Directions ▸
1/ In the passage about lighting the Lewis and Clark exposition, who traveled to New York in the spring of 1905 to secure investment from stockholders?
2/ Continue the passage about lighting the Lewis and Clark exposition grounds, starting after its last sentence.

Extract to read ▸
In 1893, Wright was hired in the Portland General Electric's new City-Eastside Electric Light Plant. In 1904, as preparations for the Lewis and Clark exposition were underway, Wright advised Portland General Electric to consider lighting the fairgrounds, which would give it a greater standing in the eyes of Portland and the world. The company was not well respected by major eastern stockholders, which had limited its growth, and would need greater funding if it was to build another generator to power the fairgrounds. Henry H. Goode, the president of Portland General Electric, traveled to New York in the spring of 1905, so stockholders would invest a total of three thousand dollars to build a new plant. Wright, meanwhile, was put in charge of designing the electrical plans for the fairgrounds. When Goode returned confirming that the money was available, construction began on Wright's plans.

Data excerpts ▸
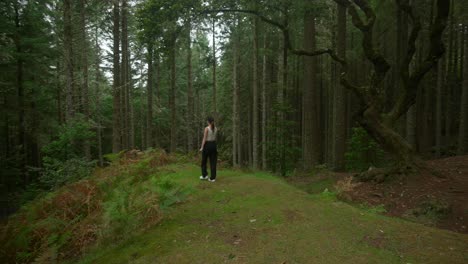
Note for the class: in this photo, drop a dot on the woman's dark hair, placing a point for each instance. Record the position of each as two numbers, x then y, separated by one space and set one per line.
211 121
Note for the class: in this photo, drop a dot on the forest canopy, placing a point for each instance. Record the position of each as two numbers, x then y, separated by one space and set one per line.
293 84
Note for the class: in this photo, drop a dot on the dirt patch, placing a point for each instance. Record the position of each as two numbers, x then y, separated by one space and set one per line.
293 215
377 240
441 197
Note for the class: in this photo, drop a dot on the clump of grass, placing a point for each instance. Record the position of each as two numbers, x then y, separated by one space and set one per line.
346 186
104 208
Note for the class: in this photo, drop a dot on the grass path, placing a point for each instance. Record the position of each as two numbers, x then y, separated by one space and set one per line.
258 218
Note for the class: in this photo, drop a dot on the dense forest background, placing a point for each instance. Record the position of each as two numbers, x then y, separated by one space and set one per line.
80 79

Responses by task ▸
1/ Henry H. Goode, the president of Portland General Electric.

2/
Many of the lighting technologies of the World's fair had never been implemented in such a scale before the fair, including the incandescent lights around Guild's Lake and the Forestry Building, and large searchlights on top of the fair's Government building.

== Later life ==
After the fair, Wright continued to work as an electrician. On June 2, 1928, Wright fractured his skull, after falling while repairing electrical cables. He died two days later, in Portland, Oregon, and was buried in Lone Fir Cemetery.

== Legacy ==
In the book Bringing Power to Ideas, the Portland General Electric Company recognized the influence that Wright had had on their company's continued prosperity throughout the twentieth century.